The exercise: Every record must be repeated exactly, with no omission.
- - - - - - -
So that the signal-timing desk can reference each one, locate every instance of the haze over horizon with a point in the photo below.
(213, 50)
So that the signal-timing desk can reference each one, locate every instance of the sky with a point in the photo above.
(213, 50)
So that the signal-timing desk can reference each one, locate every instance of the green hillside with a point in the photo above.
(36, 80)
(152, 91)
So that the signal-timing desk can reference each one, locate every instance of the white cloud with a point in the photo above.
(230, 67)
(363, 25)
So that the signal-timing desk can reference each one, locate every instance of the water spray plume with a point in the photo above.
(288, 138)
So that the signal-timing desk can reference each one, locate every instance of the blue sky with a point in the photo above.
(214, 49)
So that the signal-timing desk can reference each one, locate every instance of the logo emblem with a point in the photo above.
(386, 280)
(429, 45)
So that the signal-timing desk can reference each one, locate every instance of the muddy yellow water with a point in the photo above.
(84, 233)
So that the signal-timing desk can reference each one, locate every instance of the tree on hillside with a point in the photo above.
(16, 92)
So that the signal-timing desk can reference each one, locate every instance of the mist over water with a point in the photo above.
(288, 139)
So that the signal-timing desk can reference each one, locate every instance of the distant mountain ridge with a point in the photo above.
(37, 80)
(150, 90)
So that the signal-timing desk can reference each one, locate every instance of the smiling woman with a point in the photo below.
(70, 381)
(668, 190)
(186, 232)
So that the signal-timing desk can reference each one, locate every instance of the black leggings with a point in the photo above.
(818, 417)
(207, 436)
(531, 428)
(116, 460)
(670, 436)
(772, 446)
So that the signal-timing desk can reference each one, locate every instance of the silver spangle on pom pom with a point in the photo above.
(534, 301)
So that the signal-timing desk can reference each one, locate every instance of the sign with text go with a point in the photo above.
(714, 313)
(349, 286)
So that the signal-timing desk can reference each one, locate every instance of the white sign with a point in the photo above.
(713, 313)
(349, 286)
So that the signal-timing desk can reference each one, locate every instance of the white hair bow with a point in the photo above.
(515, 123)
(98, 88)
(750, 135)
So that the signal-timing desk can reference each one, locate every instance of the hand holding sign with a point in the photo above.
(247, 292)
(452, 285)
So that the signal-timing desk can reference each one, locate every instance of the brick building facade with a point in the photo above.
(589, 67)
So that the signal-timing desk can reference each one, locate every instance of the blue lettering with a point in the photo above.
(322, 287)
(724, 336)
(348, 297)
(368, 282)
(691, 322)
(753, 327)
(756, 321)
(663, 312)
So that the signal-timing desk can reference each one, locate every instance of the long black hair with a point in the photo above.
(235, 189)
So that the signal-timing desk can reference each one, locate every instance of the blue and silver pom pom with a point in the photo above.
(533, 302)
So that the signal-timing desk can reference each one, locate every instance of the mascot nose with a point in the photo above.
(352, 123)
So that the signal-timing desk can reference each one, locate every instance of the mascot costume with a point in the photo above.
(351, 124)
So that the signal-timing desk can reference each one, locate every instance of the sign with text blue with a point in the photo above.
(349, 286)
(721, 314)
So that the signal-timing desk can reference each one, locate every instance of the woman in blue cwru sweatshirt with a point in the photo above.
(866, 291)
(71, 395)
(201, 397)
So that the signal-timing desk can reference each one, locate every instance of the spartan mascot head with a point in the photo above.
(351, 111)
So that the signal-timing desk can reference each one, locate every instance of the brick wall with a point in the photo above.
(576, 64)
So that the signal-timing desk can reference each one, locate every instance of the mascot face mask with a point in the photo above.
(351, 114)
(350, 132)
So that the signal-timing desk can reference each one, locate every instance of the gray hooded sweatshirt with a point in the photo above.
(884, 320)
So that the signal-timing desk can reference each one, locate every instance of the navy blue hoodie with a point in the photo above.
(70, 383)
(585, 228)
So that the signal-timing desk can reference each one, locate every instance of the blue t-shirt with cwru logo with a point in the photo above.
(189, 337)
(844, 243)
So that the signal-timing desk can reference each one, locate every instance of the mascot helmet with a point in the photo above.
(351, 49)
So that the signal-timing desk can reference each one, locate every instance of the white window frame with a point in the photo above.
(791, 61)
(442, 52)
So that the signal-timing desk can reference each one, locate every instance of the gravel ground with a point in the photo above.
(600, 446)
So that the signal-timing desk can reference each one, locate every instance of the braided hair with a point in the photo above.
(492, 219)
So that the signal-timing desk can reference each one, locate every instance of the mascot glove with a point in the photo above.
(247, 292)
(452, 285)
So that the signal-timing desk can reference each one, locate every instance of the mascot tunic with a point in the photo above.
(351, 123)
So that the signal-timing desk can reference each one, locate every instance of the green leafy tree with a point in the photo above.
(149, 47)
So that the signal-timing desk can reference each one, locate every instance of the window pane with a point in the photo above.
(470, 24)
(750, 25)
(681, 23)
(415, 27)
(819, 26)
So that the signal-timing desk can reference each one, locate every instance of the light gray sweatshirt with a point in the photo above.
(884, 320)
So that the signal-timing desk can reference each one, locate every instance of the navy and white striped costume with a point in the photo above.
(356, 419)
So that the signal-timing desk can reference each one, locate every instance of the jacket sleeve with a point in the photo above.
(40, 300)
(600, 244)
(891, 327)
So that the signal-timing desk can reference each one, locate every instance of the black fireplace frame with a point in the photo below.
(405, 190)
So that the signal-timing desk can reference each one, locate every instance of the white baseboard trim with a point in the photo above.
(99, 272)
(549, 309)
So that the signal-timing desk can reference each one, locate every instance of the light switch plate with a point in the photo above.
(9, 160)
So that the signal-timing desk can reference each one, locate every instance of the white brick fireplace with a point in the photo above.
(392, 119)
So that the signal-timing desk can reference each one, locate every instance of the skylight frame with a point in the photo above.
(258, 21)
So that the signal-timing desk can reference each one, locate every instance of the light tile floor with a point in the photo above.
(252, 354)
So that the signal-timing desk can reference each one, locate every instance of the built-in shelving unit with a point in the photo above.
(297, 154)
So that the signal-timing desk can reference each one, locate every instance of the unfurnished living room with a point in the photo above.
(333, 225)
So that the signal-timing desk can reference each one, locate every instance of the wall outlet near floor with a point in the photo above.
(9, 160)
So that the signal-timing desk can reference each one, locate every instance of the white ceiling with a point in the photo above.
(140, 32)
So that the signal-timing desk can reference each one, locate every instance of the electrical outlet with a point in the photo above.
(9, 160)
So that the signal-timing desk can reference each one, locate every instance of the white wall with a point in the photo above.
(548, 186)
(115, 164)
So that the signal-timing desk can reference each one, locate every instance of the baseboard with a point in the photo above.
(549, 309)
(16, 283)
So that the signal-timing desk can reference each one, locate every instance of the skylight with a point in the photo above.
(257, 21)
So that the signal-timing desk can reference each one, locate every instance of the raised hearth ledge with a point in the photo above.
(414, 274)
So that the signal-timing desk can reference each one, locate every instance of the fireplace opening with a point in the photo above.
- - - - - - -
Finished exercise:
So that the signal-timing desk can reference each one, locate every instance of the haze over horizon with a point in the photo below.
(213, 50)
So that the signal-timing desk can reference each one, locate every instance of the sky with a point in the photo above.
(213, 50)
So that the signal-timing desk can reference each one, locate every instance of the green hillside with a point in the photo above.
(36, 80)
(152, 91)
So that the signal-timing desk can reference each one, locate every instance of the white cloud with a point in the photo above.
(230, 67)
(363, 25)
So that the signal-timing desk can reference each one, locate every instance of the water spray plume with a point in the photo above.
(288, 138)
So that the signal-timing desk can reference each one, locate every instance of the blue sky with a point in the photo above.
(214, 49)
So that the signal-timing desk can reference each one, locate every instance of the logo emblem with a point in the photo above.
(386, 280)
(429, 45)
So that the signal-timing desk can reference each one, locate every instance of the muddy yellow water with a point in the photo above.
(84, 233)
So that the signal-timing desk can reference each one, locate every instance of the tree on hillside with a point in the photo above.
(16, 92)
So that the signal-timing desk can reference each one, locate every instance of the mist over water with a point in the photo above.
(288, 139)
So that the signal-timing desk can reference each one, locate every instance of the distant mountain ridge with a point in the photo above.
(37, 80)
(150, 90)
So that the signal-timing desk can reference each one, locate every instance of the smiling woman with a point in the photo below.
(70, 381)
(668, 190)
(186, 232)
So that the signal-timing desk can reference each one, locate every instance of the black leggings with a point in the photo above.
(818, 417)
(207, 436)
(531, 428)
(116, 460)
(670, 436)
(772, 446)
So that the signal-timing desk can reference each one, locate every instance of the silver spangle on pom pom with a point in the photo above.
(534, 301)
So that the signal-timing desk can reference each one, locate every instance of the sign with text go with a point in the photo above.
(714, 313)
(349, 286)
So that the signal-timing desk can reference each one, locate every instance of the white sign with a point in the photo above.
(713, 313)
(349, 286)
So that the signal-timing desk can reference each one, locate every instance of the white hair bow with a point in the photo above.
(515, 123)
(98, 88)
(750, 135)
So that the signal-timing desk can reference each one, locate every instance of the hand holding sign with a point in the photo above.
(247, 292)
(452, 285)
So that the signal-timing desk can reference each one, locate every instance of the brick building facade with a point in the photo above.
(589, 67)
So that the signal-timing desk can reference each one, locate every instance of the blue lettering with a point in the photo above.
(322, 287)
(724, 336)
(348, 297)
(368, 282)
(691, 322)
(753, 327)
(756, 321)
(663, 312)
So that the signal-timing desk can reference each one, locate every instance of the long black hair with a point in the photo above.
(235, 189)
So that the signal-timing desk can reference each one, locate every instance of the blue and silver pom pom with a point in the photo above.
(533, 302)
So that the signal-timing desk can reference each one, locate every instance of the mascot nose with a point in the photo above.
(352, 123)
So that the signal-timing desk can reference each one, locate every instance of the mascot costume with a point in the photo above.
(351, 124)
So that the signal-timing desk can reference each one, locate every instance of the sign with text blue with a point in the photo above.
(349, 286)
(721, 314)
So that the signal-timing desk can reference each one, locate every instance of the woman in blue cwru sweatshirt with a point in the photo above.
(866, 291)
(71, 395)
(201, 397)
So that the signal-timing desk can reference each one, locate every instance of the spartan mascot head with a point in the photo above.
(351, 111)
So that the signal-timing desk can reference each one, locate every instance of the brick wall with a point in the photo above.
(576, 64)
So that the signal-timing desk can reference each one, locate every instance of the mascot face mask with a point in the photo above.
(351, 114)
(350, 132)
So that the signal-timing desk can reference each one, locate every instance of the gray hooded sweatshirt with a point in the photo above.
(884, 320)
So that the signal-timing desk can reference each one, locate every instance of the navy blue hoodie with a point in the photo above.
(70, 383)
(585, 228)
So that the signal-timing desk can reference each one, locate every instance of the blue t-shirt with cwru logo with a point in the photo above.
(189, 337)
(844, 243)
So that the signal-timing desk can reference each one, locate every instance of the mascot helmet with a point in the photo above.
(351, 49)
So that the signal-timing desk can reference each one, locate every instance of the white window frame with a point in the photo above.
(791, 61)
(442, 52)
So that the signal-timing desk can reference each one, locate every instance of the gravel ground with a point in the photo above.
(600, 446)
So that the signal-timing desk can reference each one, locate every instance of the braided hair with a point in the photo above.
(492, 219)
So that the signal-timing desk can reference each one, locate every instance of the mascot glove with a point in the photo above.
(247, 292)
(452, 285)
So that the signal-timing desk can reference each one, locate every instance of the mascot tunic with a point in the photo above.
(351, 123)
So that the signal-timing desk can reference each one, locate every instance of the green leafy tree with a point in the photo above.
(149, 47)
So that the signal-timing desk can reference each one, locate every instance of the window pane with a point in the photo above.
(470, 24)
(750, 25)
(681, 23)
(415, 27)
(819, 26)
So that the signal-timing desk can reference each one, locate every instance of the light gray sweatshirt with a point in the photo above.
(884, 320)
So that the signal-timing desk can reference each one, locate every instance of the navy and white striped costume with a point in the photo above.
(356, 419)
So that the signal-timing desk can reference each one, locate every instance of the jacket sleeve with a point in the photo above.
(40, 300)
(600, 244)
(891, 327)
So that the signal-timing desk can reference each one, locate every instance of the black fireplace frame with a point in the photo below.
(405, 190)
So that the signal-timing desk can reference each one, locate every instance of the white baseboard trim with a point in the photo above.
(99, 272)
(549, 309)
So that the signal-timing desk can reference each one, locate every instance of the light switch plate with a point in the photo above.
(9, 160)
So that the signal-timing desk can reference each one, locate every instance of the white brick fireplace with a point in the photo above.
(392, 119)
So that the signal-timing desk can reference each one, locate every instance of the skylight frame with a point in the photo above.
(258, 21)
So that the signal-timing desk can reference each one, locate every instance of the light tile floor with a point in the photo above.
(252, 354)
So that the signal-timing desk can reference each one, locate every instance of the built-in shelving unit with a point in the photo above.
(297, 154)
So that the signal-timing desk can reference each one, locate every instance of the unfurnished living room with a point in the photo above.
(333, 225)
So that the signal-timing desk can reference each one, locate every instance of the wall outlet near floor with a point in the photo above.
(9, 160)
So that the signal-timing desk can reference each one, locate every instance of the white ceiling with a point in the photo above.
(140, 32)
So that the signal-timing desk can reference each one, locate every instance of the electrical outlet with a point in the photo above.
(9, 160)
So that the signal-timing desk can reference each one, locate every instance of the white wall with a point in the photo above.
(548, 186)
(115, 164)
So that the signal-timing desk can reference each one, locate every instance of the baseboard with a point in the photo above.
(549, 309)
(16, 283)
So that the signal-timing desk can reference each one, locate every instance of the skylight with a point in the photo above.
(257, 21)
So that the signal-timing desk can reference each one, locate every instance of the raised hearth ledge with a point in the photo above.
(414, 274)
So that the signal-timing desk can reference each one, locate every instance of the fireplace opening with a point in the photo above.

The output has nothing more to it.